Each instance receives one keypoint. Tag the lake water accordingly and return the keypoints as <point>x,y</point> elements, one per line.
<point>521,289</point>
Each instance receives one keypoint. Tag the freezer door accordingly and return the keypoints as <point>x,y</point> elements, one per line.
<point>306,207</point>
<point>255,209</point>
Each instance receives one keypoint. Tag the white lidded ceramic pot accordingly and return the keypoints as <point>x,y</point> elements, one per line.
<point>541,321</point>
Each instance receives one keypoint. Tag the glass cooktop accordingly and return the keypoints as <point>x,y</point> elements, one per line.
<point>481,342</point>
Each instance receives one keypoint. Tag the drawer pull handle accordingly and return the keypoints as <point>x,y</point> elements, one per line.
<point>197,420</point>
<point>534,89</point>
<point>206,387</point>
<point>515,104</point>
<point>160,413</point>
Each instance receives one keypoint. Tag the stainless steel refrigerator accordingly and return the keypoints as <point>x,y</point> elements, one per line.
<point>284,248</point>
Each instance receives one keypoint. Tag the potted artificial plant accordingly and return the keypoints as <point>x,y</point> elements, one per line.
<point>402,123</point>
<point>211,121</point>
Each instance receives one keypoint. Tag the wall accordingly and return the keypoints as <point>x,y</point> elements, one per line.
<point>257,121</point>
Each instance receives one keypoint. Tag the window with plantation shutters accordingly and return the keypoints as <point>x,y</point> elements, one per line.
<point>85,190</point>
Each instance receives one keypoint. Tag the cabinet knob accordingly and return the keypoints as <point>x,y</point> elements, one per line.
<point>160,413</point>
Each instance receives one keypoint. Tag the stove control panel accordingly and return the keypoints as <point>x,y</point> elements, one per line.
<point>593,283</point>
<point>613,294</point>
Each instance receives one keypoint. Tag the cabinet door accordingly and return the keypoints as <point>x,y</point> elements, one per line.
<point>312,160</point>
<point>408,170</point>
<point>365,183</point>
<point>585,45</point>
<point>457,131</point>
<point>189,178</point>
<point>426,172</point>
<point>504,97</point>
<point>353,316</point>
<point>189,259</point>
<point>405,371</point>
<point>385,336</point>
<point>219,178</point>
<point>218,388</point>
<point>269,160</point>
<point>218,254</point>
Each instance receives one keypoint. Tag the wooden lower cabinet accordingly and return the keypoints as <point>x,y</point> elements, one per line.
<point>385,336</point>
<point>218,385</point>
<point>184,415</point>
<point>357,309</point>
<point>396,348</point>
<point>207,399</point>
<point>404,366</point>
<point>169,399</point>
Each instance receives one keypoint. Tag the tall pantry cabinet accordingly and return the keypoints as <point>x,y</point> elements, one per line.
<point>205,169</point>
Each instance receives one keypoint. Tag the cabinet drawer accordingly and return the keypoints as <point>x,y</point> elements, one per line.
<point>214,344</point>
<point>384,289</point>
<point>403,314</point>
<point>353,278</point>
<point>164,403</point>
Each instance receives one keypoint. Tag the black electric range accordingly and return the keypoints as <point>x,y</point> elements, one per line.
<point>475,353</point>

TASK GOAL:
Write the data out once more, exactly as it was given.

EXERCISE RESPONSE:
Each instance receives one keypoint. Tag the lake water accordingly and return the keypoints as <point>x,y</point> elements, one per line.
<point>521,289</point>
Each instance receives one keypoint. Tag the freezer door accordingly and return the keypoints as <point>x,y</point> elements, one per line.
<point>306,207</point>
<point>255,209</point>
Each instance receives one keypoint. Tag the white lidded ceramic pot accordingly and return the keypoints as <point>x,y</point> elements, one per line.
<point>541,321</point>
Each instance receives one keypoint. Tag the glass cooktop accordingly and return the keypoints as <point>x,y</point> elements, one per line.
<point>481,342</point>
Each instance receives one keypoint. Tag the drawer pull handle accordingly and return the keypoints as <point>x,y</point> elements, one per line.
<point>197,420</point>
<point>534,89</point>
<point>206,387</point>
<point>515,104</point>
<point>160,413</point>
Each instance receives one keypoint. Tag the stainless steel refrigerator accordingly and return the keypoints as <point>x,y</point> elements, one per line.
<point>284,248</point>
Each instance receives one keypoint. Tag the potted artificial plant accordingly and return the keypoints as <point>x,y</point> elements, one per line.
<point>402,123</point>
<point>211,121</point>
Each instance receives one keypoint. Tag the wall accordingly and return the keypoints as <point>x,y</point> elements, one per line.
<point>257,121</point>
Each instance receives one keypoint. Tag the window with plantation shutters accordingly and return the keypoints as <point>x,y</point> elements, one per line.
<point>85,190</point>
Each instance receives one keypoint. Tag the cabinet knob accordingly and return the keypoints as <point>x,y</point> elements, one per line.
<point>160,413</point>
Each instance receives one keypoint. Tag the stove control panel accordingly and return the keypoints as <point>x,y</point> elements, one per line.
<point>593,283</point>
<point>613,294</point>
Each instance receives one keypoint. Tag the cabinet door accordingly and return the keypoints as <point>x,y</point> elements, one per line.
<point>312,160</point>
<point>408,170</point>
<point>365,183</point>
<point>585,45</point>
<point>457,131</point>
<point>189,178</point>
<point>426,172</point>
<point>504,97</point>
<point>353,316</point>
<point>189,259</point>
<point>405,371</point>
<point>385,336</point>
<point>219,178</point>
<point>218,388</point>
<point>269,160</point>
<point>218,254</point>
Each instance receives one keypoint. Tag the wooden lower cabinet accordingly and return the keypoints as <point>x,y</point> elements, one per line.
<point>385,336</point>
<point>218,385</point>
<point>184,415</point>
<point>357,309</point>
<point>396,348</point>
<point>207,399</point>
<point>404,366</point>
<point>169,399</point>
Each instance receives one keypoint. Tag the tall pantry cabinet accordingly and return the keypoints as <point>x,y</point> elements, one per line.
<point>205,169</point>
Each instance receives one keypoint. Tag the cabinet drawer accordingly and return the keypoints as <point>x,y</point> elements, one per line.
<point>214,344</point>
<point>384,289</point>
<point>403,314</point>
<point>353,278</point>
<point>164,403</point>
Each instance receives one keypoint. Tag the black electric range accordingly and return the keypoints as <point>x,y</point> elements, one per line.
<point>475,353</point>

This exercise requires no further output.